Records contained in a dataset:

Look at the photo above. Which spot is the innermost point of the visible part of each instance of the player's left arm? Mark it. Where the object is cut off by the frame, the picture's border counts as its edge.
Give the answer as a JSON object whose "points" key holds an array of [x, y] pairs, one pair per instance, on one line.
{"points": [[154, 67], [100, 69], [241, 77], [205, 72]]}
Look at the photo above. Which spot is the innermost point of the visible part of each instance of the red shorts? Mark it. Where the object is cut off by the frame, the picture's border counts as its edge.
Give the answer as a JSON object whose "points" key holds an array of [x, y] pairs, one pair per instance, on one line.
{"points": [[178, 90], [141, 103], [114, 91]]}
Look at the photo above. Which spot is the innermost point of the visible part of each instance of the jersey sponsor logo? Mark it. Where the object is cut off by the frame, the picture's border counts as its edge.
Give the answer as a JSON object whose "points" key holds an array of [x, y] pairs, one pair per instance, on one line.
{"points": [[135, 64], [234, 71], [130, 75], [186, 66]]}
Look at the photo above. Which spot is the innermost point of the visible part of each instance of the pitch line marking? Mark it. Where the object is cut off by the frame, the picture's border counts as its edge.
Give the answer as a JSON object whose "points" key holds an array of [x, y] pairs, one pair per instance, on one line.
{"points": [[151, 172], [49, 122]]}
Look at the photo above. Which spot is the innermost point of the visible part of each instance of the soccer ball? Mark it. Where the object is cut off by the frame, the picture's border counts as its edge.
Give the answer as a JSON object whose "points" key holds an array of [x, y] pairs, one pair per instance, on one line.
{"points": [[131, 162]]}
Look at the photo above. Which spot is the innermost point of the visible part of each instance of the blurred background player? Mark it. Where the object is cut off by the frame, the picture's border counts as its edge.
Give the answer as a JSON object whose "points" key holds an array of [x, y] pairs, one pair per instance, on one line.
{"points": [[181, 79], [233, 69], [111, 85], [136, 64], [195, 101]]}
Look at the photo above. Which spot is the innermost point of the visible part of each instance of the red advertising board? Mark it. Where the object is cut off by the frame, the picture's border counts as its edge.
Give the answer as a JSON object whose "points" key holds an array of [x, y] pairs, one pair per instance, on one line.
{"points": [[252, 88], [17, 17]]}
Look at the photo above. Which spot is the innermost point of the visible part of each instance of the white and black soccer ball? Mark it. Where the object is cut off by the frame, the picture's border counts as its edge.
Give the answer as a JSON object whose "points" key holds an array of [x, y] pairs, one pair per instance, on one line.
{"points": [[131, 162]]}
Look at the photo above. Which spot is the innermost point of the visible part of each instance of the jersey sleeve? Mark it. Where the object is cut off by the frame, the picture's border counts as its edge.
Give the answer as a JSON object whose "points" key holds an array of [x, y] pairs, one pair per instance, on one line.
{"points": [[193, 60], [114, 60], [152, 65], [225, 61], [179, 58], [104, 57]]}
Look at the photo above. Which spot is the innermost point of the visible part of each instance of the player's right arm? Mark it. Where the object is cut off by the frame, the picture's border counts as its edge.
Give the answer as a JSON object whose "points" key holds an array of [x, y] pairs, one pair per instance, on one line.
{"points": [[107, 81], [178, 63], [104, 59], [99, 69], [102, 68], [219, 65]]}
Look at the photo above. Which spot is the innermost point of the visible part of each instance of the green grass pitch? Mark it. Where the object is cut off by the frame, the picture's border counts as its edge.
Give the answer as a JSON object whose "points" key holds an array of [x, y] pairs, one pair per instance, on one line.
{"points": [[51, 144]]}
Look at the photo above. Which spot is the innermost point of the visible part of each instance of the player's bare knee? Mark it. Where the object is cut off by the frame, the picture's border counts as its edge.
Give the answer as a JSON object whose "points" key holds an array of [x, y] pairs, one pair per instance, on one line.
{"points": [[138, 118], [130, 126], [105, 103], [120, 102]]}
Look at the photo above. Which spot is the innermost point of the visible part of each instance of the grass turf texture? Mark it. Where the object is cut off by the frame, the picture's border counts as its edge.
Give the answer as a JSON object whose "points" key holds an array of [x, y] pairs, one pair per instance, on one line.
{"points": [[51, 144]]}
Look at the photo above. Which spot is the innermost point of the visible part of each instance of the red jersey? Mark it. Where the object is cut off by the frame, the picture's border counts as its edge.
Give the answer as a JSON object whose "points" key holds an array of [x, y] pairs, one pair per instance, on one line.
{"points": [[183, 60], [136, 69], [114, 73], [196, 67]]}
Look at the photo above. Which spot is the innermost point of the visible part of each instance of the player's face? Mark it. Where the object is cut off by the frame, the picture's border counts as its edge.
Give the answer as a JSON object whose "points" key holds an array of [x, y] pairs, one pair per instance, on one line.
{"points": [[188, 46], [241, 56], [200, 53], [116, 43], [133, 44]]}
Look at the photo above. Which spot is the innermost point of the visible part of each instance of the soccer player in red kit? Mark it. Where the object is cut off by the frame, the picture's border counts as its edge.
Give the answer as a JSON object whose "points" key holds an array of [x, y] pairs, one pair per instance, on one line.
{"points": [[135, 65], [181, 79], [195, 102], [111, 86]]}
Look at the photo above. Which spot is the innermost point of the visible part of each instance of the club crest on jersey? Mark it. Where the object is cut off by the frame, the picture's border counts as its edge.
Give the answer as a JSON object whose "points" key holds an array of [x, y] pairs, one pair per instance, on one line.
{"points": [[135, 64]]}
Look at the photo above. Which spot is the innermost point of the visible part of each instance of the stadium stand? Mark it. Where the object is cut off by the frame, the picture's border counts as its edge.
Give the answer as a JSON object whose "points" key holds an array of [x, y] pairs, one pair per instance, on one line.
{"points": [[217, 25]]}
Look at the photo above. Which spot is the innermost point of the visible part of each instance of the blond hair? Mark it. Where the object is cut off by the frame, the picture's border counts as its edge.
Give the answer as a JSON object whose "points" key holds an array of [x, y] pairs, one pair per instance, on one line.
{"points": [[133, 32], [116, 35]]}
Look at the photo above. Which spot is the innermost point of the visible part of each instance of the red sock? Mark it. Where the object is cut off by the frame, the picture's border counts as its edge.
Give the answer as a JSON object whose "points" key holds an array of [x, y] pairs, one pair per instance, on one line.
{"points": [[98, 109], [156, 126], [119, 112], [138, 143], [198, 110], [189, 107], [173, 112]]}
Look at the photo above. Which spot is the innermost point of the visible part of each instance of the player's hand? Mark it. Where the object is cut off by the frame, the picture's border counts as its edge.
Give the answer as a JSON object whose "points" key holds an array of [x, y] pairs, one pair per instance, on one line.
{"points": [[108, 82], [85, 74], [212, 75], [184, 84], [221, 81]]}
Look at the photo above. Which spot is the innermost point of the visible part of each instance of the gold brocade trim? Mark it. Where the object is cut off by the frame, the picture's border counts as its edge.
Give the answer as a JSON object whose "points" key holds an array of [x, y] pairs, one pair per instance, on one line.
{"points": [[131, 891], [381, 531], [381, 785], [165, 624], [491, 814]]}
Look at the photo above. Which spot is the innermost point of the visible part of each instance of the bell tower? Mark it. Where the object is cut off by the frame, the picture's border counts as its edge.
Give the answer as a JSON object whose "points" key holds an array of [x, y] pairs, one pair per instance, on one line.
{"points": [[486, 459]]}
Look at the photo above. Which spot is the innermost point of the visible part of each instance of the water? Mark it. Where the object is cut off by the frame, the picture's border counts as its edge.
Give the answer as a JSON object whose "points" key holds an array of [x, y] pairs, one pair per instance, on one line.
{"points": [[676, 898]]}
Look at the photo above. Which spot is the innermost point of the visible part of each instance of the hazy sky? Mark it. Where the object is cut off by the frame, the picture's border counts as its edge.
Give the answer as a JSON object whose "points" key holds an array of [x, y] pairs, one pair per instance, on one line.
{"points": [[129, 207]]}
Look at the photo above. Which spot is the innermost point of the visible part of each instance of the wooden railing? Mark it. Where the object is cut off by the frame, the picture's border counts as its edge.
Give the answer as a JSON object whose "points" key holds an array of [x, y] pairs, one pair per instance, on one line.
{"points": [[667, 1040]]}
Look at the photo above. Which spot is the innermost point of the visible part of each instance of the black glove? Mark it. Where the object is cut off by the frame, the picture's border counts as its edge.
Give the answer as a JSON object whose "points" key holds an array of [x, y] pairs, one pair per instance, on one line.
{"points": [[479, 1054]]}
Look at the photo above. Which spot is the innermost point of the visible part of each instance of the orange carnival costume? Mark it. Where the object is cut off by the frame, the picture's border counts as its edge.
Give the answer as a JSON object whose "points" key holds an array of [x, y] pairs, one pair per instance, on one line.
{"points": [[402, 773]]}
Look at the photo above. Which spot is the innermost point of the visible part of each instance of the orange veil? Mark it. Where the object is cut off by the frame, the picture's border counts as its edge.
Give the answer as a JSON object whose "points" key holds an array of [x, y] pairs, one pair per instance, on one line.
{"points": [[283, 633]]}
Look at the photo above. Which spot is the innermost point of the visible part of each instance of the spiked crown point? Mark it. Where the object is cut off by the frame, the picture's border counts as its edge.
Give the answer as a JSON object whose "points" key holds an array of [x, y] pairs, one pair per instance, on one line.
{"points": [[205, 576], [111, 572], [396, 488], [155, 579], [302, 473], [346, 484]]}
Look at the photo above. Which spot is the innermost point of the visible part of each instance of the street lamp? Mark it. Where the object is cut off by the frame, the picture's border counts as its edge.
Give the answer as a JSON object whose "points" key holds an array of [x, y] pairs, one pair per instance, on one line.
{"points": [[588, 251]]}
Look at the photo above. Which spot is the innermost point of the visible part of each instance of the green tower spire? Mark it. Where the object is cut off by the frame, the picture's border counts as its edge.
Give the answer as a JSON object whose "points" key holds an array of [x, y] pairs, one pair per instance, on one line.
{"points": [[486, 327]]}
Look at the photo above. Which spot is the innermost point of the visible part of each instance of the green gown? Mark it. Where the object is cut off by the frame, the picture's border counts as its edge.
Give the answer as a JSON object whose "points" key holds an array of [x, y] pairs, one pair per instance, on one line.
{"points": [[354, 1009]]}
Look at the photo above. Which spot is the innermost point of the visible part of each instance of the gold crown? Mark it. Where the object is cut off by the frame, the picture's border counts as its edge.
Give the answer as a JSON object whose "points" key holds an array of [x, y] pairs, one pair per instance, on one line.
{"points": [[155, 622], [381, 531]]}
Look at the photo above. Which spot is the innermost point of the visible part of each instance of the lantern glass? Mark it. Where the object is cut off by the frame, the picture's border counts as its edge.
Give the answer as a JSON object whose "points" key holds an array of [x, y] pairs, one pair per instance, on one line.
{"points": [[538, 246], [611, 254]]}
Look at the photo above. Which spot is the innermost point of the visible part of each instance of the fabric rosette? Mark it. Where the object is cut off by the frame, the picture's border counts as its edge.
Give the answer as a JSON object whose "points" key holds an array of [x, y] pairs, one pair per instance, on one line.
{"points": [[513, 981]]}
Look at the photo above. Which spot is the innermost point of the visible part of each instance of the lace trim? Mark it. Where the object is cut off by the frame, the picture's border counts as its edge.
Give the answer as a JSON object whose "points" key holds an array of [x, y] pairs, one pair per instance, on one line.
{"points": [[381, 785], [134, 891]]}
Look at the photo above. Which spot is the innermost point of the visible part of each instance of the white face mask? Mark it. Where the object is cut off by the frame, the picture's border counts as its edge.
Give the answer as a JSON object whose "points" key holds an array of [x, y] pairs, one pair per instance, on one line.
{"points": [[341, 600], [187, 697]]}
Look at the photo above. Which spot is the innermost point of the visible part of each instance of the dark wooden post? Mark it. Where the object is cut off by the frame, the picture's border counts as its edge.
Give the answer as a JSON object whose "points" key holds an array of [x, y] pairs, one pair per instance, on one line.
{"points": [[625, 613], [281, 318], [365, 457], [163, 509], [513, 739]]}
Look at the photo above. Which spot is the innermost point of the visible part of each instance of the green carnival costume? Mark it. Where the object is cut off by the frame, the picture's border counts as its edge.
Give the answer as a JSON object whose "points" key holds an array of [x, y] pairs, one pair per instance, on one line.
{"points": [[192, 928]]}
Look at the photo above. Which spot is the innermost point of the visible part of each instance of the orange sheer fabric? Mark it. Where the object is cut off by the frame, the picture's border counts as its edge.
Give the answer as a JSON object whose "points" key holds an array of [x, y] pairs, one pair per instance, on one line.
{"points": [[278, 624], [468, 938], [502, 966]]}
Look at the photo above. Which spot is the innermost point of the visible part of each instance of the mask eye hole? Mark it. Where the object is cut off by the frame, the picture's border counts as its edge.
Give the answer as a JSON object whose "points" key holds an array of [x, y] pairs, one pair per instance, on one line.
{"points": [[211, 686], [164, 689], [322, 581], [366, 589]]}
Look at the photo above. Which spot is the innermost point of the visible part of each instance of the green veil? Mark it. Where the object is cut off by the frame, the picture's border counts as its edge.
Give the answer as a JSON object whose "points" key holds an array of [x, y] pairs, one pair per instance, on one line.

## WORK TO DO
Format the lines from the one containing "the orange sheer" through the end of the records, inclusive, as a numbered list, leaving out any blank lines.

## EXERCISE RESULT
1. Look at the photo above. Which spot is the innermost point of the visible part of each instance of the orange sheer fabric? Mark it. Where the object is cut off by the frame, the picture's border counts as its edge.
2. Give the answer as a JSON object whose "points" key holds an array of [x, y] pairs, one pair per instance, on one line.
3. {"points": [[278, 624], [468, 938], [502, 966]]}
4. Look at the photo above. Which spot is the innermost point of the visible part of each instance of the mask eye hole? Mark it. Where the object is cut off by the frame, the picture's border counts as its edge.
5. Give the answer as a JSON object whose "points" key holds an array of [x, y] pairs, one pair per instance, on one line.
6. {"points": [[211, 686], [164, 689], [322, 581], [366, 589]]}
7. Look at the photo above. Which spot is the innermost point of the visible part of each instance of the green veil? Mark it. Where the object is cut off by the frame, the picture's border counts as its edge.
8. Give the answer as a JSON object whose "points" key holds an array of [x, y] pairs, one pair per instance, on one line.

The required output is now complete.